Text:
****************************************

Evaluating Physical Attributes of the Data Center Site
Once you are aware of the risk factors facing a potential Data Center site, it is time to assess the physical features of the property by answering the following questions:
- Where is the site?
- Is it easy to reach?
- Does it have existing structures?
- If so, how suited are they to housing a server environment?
- Specifically, how well does the site support the key design strategies for constructing a productive Data Center?
Remember, you want your Data Center to be robust, modular, flexible, standardized, and to intuitively promote good practices by users.
There's an old saying in real estate that the three most important features about a property are location, location, location. The saying is equally true when evaluating a potential Data Center site, albeit for a different reason. Whereas a home buyer might care about location because of a residence's vicinity to a posh neighborhood, a Data Center designer cares because of how easy it is to reach the property and where it is in relation to the company's other server environments.
When examining a property, make note of how easy it is to enter and leave by answering questions such as the following:
- Is the site visible from a major roadway?
- Are their multiple routes to reach the property or just one?
- Could a hazardous materials spill or major traffic accident at a single intersection block access to the site?
Treat the property's accessibility the same as other Data Center infrastructure details—look for redundancy and stay away from single points of failure.
An ideal Data Center site can be reached easily and has several means of ingress and egress. A property with limited access affects the everyday delivery of equipment, because large trucks might be unable to reach the site. Limited access also influences the response time for emergency service vehicles to reach the site in a crisis.

****************************************

Information shown:
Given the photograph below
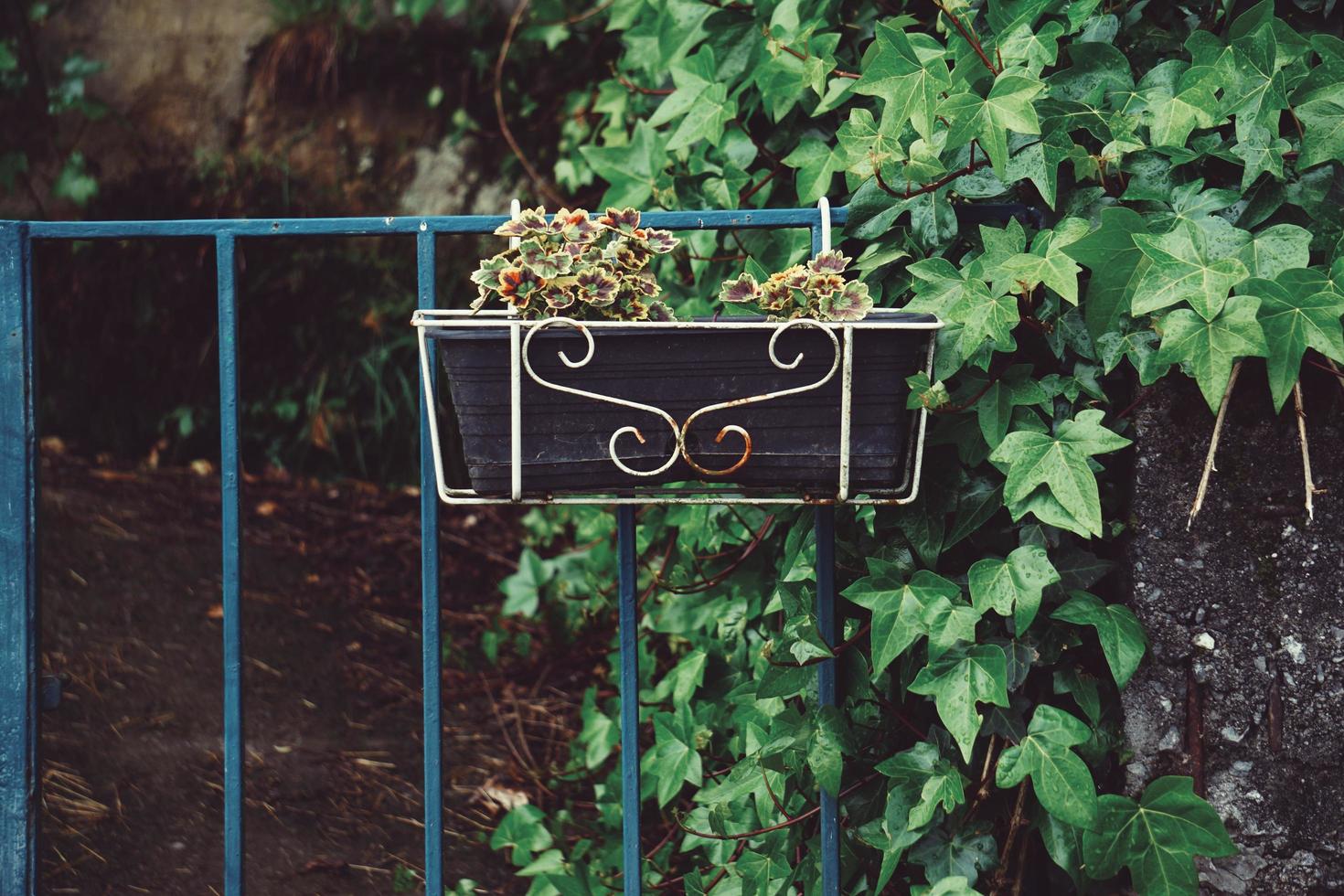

****************************************

Goal 1:
List every quality that the text on evaluating a data center site says you want your Data Center to have.
Goal 2:
In the text on evaluating a data center site, repeat the passage starting with "Evaluating Physical Attributes" and going on through "practices by users.".

Correct answer 1:
- robust
- modular
- flexible
- standardized
- intuitively promoting good practices by users

Correct answer 2:
Evaluating Physical Attributes of the Data Center Site
Once you are aware of the risk factors facing a potential Data Center site, it is time to assess the physical features of the property by answering the following questions:
- Where is the site?
- Is it easy to reach?
- Does it have existing structures?
- If so, how suited are they to housing a server environment?
- Specifically, how well does the site support the key design strategies for constructing a productive Data Center?
Remember, you want your Data Center to be robust, modular, flexible, standardized, and to intuitively promote good practices by users.